Seçilen metin:
************

Madde 2) İşbu anlaşmanın imzasını müteakip, her iki tarafın harp esirleriyle mevkuf veya mahpus Türk, Fransız bütün şahıslar serbest bırakılacak ve kendilerini, tevkif eden taraf yol masrafını ödeyerek gösterilecek en yakın şehre gönderilecektir.
Madde 3) İşbu anlaşmanın imzasından başlayarak, en geç iki ay içinde Fransız kıtaları 8. maddede de yazılı hattın güneyine ve Türk kıtaları da kuzeyine çekileceklerdir.
Madde 4) 3. maddede belirtilen müddet zarfında seçilecek bir karma komisyon bu maddenin ne şekilde tatbik olunacağını tespit edecektir.
Madde 5) Her iki taraf boşaltılan arazide, buranın işgalini müteakip genel af ilan edecektir.
Madde 6) Türkiye Büyük Millet Meclisi Hükümeti, Misak-ı Milli’de açıkça tanınan azınlıklar haklarının, bu hususta müttefikler ile bunların düşmanları ve bazı dostlar arasında yapılmış mukavelelerdeki esaslara dayanarak, kendi tarafından teyit olunacağını bildirir.
Madde 7) İskenderun Bölgesi (Hatay) için özel bir idare usulü tesis olunacaktır. Bu mıntıkanın Türk ırkından olan ahalisi kültürlerinin inkişafı için her türlü teşkilattan faydalanacaklardır. Türk lisanı orada resmi dil olacaktır.
Madde 8) 3. maddede zikredilen hat: İskenderun körfezinde Payas'tan başlayarak Meydan-ı Ekbez-Kilis-Çobanbeyli İstasyonuna gidecek ve demiryolu Türkiye'de kalmak üzere Çobanbeyli'den Nusaybin'e varacaktır. Payas ile Meydan-ı Ekbez ve Çobanbeyli istasyonları Suriye'de kalacaktır. İşbu anlaşmanın imzasından itibaren bir ay içinde mezkur hattı tespit etmek üzere her iki taraf delegelerinden mürekkep bir komisyon seçilecek ve bu komisyon tespit muamelesine nezaret edecektir.

************

Anlaşma metnine bakarak şu soruları cevaplayın:
(a) Anlaşmanın imzasından sonra Fransız ve Türk kıtaları en geç ne kadar sürede çekilecek?
(b) İskenderun Bölgesi'nde resmi dil hangisi olacak?
(c) Payas ile Meydan-ı Ekbez ve Çobanbeyli istasyonları hangi ülkede kalacak?

Gösterilen veriler:
************

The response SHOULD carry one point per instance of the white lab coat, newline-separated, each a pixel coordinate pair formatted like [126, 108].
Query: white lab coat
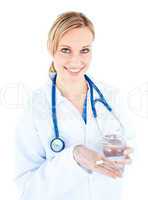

************

Örnek çözüm:
(a) En geç iki ay içinde.
(b) Türk dili.
(c) Suriye'de.